-- DATA FOR ANALYSIS --

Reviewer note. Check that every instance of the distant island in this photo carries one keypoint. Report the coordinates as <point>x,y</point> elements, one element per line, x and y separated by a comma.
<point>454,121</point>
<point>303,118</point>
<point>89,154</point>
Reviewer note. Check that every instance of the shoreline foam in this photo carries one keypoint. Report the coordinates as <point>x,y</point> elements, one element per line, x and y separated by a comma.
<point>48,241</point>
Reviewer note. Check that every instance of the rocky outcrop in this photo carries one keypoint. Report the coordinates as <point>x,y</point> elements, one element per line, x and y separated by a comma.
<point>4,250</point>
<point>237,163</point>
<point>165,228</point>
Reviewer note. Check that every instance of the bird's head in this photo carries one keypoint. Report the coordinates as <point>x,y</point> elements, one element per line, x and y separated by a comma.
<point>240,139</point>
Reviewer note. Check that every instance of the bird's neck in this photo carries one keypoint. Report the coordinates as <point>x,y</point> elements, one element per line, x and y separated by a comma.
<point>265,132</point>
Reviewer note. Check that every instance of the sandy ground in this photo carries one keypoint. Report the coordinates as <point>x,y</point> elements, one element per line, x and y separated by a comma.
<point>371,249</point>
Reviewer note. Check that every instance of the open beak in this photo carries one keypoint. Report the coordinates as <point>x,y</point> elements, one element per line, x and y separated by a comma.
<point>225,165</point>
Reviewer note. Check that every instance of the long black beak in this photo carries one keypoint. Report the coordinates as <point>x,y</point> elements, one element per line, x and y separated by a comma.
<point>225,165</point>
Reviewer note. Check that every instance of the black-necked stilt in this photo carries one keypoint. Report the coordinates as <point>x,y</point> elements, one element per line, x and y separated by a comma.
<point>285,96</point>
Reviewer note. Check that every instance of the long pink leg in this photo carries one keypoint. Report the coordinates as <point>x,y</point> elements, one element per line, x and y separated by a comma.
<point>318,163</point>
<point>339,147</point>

-- WORK TO BE COMPLETED --
Return all of the lines above exactly, with none omitted.

-- TASK ANSWER --
Reviewer note. Check that every instance of the distant island in this photo carries one keypoint. Report the coordinates as <point>x,y</point> elements, one element per line, x and y separated by a comma.
<point>454,121</point>
<point>303,118</point>
<point>89,154</point>
Reviewer note. Check that every instance of the shoreline foam in this photo carries one keypoint. Report the coordinates as <point>x,y</point> elements, one element per line, x and y separated by a comma.
<point>48,241</point>
Reviewer note. Check that every instance of the rocky outcrop in this photo carries one keypoint. Report the coordinates as <point>x,y</point> elements, one element per line, x and y separated by a comma.
<point>4,250</point>
<point>237,163</point>
<point>165,228</point>
Reviewer note. Check that every instance of the bird's head in this photo carries one keypoint. Report the coordinates as <point>x,y</point> elements, one element per line, x and y separated by a comma.
<point>240,139</point>
Reviewer note. Check that every instance of the bird's neck in this photo carries one keypoint. Report the coordinates as <point>x,y</point> elements, one element per line, x and y separated by a comma.
<point>265,132</point>
Reviewer note. Check that every instance of the sandy ground in this photo carries one keypoint. Report the coordinates as <point>x,y</point> elements, one element per line, x and y separated by a comma.
<point>371,249</point>
Reviewer note. Check that every instance of the open beak in this photo carries one keypoint. Report the coordinates as <point>x,y</point> elements, one element per line, x and y separated by a comma.
<point>225,165</point>
Reviewer note. Check that every instance of the long black beak in this photo carries one keypoint. Report the coordinates as <point>x,y</point> elements, one element per line, x and y separated by a comma.
<point>225,165</point>
Reviewer note. Check that every instance of the black-necked stilt in this photo carries one keypoint. Report the coordinates as <point>x,y</point> elements, one element per line, x and y separated by a comma.
<point>285,96</point>
Reviewer note. Check that every instance of the long pink leg in this photo carries one keypoint. Report the coordinates as <point>x,y</point> elements, one element per line, x and y separated by a comma.
<point>318,163</point>
<point>339,147</point>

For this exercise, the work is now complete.